§ **Description of the task**: Repeat the entries below exactly. Begin with the first line and end with the line that contains "Spot the window pane, then".

§ **Data for review**:
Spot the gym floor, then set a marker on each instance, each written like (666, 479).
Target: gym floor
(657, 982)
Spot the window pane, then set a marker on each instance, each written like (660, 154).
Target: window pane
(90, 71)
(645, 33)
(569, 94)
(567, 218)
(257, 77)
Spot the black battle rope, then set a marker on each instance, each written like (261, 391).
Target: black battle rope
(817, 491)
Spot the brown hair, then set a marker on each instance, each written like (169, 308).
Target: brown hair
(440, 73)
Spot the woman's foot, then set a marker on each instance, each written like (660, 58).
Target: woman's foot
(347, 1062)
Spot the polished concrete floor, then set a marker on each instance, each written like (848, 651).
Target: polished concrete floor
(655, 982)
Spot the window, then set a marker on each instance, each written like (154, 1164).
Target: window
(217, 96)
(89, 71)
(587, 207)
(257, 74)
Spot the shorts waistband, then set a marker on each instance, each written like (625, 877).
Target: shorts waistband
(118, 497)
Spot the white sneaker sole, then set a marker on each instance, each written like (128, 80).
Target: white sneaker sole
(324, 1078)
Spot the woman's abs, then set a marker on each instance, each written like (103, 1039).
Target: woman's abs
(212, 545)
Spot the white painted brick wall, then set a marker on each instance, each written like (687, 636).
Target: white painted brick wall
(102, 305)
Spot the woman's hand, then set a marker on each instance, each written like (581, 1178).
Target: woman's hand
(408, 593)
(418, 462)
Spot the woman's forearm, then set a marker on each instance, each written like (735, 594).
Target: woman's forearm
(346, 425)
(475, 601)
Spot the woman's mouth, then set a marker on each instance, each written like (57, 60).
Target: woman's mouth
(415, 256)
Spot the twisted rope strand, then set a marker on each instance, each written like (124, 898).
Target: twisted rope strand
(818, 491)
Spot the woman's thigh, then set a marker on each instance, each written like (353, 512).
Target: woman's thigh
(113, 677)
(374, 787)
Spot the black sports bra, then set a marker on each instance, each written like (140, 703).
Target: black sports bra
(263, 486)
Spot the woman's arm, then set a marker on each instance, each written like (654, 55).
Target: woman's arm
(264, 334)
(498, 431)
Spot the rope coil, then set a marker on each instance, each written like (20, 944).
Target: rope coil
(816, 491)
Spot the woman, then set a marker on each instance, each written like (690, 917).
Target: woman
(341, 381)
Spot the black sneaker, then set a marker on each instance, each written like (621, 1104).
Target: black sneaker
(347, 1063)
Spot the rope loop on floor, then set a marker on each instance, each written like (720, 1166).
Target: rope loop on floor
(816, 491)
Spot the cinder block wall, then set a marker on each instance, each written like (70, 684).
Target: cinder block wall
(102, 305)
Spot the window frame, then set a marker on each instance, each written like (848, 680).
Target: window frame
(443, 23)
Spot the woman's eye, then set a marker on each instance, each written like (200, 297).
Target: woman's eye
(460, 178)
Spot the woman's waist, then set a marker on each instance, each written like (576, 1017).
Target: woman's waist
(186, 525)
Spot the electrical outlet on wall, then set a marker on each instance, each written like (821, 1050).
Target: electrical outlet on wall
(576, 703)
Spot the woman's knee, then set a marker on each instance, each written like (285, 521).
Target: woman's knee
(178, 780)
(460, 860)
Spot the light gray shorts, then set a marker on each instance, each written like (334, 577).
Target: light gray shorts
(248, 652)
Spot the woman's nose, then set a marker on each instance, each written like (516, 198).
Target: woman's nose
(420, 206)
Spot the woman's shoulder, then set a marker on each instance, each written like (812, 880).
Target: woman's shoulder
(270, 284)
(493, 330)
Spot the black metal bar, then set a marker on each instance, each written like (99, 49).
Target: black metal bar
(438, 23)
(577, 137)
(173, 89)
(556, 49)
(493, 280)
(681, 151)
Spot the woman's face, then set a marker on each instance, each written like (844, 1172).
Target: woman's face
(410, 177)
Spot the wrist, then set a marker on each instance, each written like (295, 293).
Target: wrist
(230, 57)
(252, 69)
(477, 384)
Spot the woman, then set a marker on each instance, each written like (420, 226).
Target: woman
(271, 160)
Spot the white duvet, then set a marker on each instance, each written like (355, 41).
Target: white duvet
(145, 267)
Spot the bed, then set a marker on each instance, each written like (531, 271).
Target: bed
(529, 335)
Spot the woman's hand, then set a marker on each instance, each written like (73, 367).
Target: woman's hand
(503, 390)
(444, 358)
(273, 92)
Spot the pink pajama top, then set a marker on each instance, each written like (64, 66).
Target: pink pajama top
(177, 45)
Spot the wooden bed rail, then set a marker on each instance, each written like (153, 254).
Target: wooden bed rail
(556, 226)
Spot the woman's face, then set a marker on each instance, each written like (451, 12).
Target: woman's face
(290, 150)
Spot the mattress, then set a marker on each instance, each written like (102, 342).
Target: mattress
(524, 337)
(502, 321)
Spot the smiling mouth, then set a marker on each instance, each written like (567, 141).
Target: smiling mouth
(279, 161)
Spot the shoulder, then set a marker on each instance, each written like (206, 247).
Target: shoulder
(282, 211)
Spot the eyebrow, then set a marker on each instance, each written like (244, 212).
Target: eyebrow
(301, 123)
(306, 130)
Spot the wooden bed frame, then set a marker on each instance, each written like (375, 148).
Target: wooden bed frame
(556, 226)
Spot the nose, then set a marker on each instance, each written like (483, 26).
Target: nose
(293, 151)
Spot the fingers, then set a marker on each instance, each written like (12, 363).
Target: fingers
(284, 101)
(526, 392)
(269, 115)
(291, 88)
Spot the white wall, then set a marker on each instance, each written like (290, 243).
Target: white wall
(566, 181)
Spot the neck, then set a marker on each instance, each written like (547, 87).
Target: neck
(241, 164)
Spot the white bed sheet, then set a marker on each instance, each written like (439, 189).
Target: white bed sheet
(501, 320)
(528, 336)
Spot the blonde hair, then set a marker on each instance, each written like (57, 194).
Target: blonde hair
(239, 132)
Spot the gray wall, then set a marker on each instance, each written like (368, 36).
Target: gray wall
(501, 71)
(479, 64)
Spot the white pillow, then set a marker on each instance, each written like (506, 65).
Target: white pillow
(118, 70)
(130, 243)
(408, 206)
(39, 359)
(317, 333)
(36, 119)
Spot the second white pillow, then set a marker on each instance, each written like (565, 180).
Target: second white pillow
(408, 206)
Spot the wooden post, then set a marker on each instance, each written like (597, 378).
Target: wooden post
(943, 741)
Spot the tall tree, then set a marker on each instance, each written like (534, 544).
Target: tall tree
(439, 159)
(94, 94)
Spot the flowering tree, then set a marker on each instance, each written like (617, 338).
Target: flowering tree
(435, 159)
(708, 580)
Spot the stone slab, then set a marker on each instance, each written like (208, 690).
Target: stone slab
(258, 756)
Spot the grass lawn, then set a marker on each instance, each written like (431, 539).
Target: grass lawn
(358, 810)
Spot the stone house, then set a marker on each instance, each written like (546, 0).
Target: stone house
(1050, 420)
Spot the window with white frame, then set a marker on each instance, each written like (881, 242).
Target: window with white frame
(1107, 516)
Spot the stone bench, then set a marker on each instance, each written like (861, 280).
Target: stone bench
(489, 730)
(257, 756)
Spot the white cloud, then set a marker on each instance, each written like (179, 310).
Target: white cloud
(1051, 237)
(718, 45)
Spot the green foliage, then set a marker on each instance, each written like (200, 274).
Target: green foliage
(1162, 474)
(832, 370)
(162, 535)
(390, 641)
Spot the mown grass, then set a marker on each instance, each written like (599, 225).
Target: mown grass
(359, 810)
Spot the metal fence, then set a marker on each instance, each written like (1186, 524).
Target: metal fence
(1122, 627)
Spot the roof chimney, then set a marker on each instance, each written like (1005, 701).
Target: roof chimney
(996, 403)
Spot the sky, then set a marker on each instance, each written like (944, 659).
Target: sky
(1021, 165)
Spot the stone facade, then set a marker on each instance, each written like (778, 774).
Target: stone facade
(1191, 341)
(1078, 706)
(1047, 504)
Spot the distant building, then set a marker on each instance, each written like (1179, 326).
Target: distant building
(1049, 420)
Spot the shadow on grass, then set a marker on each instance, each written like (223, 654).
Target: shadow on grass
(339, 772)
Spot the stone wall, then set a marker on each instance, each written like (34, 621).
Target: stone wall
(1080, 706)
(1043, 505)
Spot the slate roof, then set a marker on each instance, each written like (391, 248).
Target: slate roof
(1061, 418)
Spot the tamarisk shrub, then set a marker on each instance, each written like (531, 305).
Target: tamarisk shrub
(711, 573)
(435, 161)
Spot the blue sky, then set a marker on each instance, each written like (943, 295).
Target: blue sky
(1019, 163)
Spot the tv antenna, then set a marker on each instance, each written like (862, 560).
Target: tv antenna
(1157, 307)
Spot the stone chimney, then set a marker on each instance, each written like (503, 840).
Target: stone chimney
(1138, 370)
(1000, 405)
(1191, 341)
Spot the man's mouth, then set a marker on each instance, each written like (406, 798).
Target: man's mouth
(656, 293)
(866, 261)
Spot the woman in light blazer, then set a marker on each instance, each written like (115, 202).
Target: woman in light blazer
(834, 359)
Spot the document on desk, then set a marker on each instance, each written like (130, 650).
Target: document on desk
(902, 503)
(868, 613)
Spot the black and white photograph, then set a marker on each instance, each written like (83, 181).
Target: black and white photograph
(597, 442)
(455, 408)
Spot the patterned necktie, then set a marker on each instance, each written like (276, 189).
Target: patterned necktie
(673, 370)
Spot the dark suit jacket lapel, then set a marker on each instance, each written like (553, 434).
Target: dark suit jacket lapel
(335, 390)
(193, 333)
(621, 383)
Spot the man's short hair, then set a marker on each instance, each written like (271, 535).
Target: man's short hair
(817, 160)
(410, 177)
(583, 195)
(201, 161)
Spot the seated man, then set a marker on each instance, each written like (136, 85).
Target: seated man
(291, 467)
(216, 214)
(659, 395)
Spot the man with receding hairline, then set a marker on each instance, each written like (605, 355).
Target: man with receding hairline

§ **Task answer**:
Spot the gym floor, then set a marker on each instance, each written like (666, 479).
Target: gym floor
(657, 982)
Spot the window pane, then set a marker on each instance, each written like (660, 154).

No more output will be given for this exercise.